Aim: Extract every line in the rows below that contains the string "mountain", and copy each matching line unchanged. Matching is case-sensitive.

Dataset entries:
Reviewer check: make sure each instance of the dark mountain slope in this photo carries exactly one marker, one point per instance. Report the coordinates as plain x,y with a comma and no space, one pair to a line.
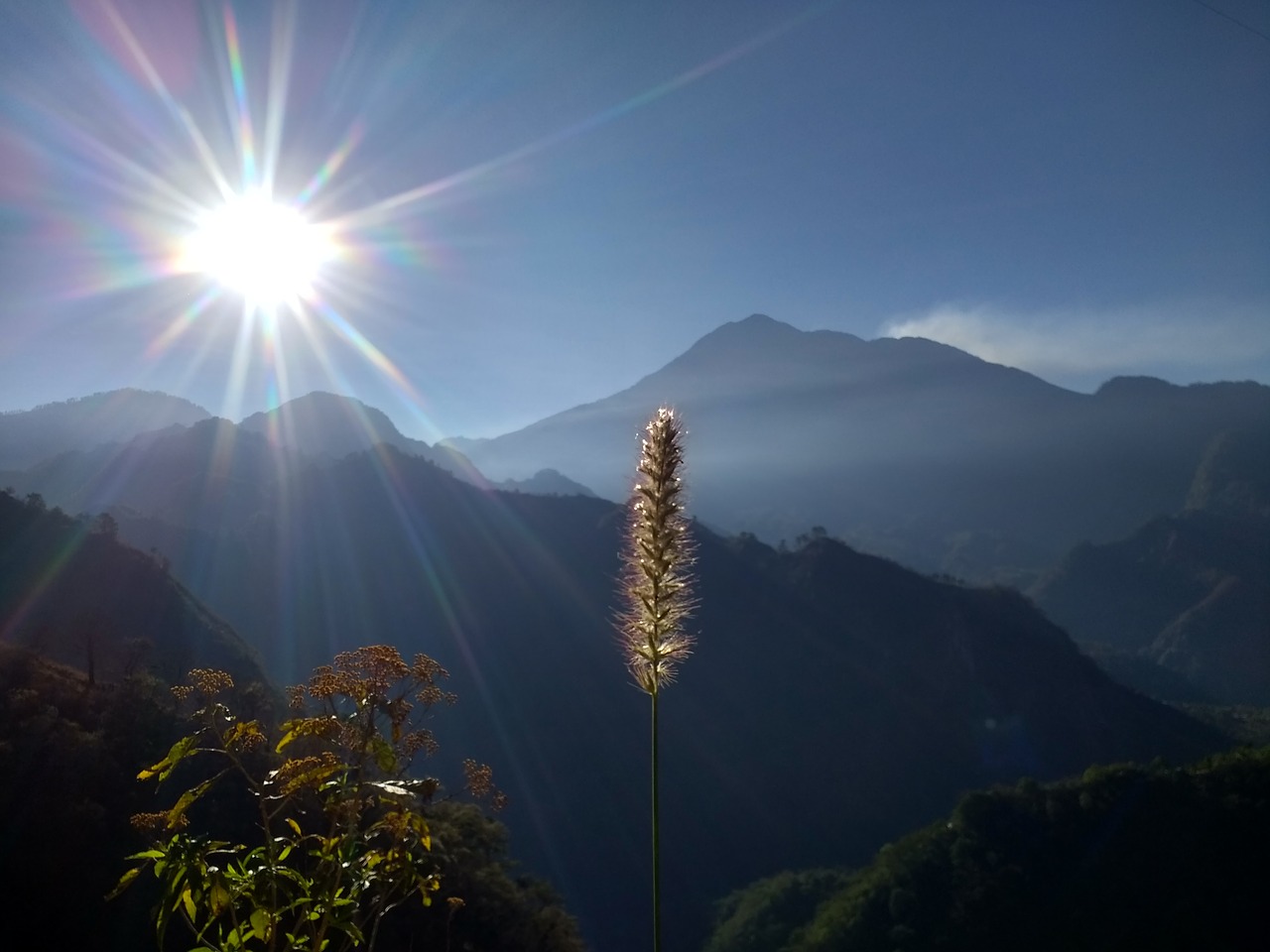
---
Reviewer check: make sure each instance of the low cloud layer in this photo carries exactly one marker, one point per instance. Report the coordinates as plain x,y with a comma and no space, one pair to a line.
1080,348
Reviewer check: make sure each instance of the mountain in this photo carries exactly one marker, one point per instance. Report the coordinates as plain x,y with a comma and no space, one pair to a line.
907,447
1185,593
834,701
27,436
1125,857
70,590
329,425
---
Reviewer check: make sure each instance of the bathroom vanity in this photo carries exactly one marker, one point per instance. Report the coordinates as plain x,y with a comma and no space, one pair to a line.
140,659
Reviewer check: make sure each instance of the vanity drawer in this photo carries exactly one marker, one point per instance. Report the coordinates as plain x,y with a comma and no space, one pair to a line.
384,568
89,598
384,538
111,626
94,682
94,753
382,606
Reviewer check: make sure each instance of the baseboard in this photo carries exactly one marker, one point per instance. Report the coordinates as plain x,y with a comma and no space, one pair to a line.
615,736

Solution to the exercise:
Reviewer check: make sure each instance of the dark mountain slope in this photo carries exactly one marker, one point per instance. Report the coordinates as plain x,y with a comma and no space, one pair to a line.
Reviewer check: make sure each instance of the mountain in this photo carries exactly one marker, one point per instance. Report the coordinates as plain x,y with a comma and no space, one pair to a line.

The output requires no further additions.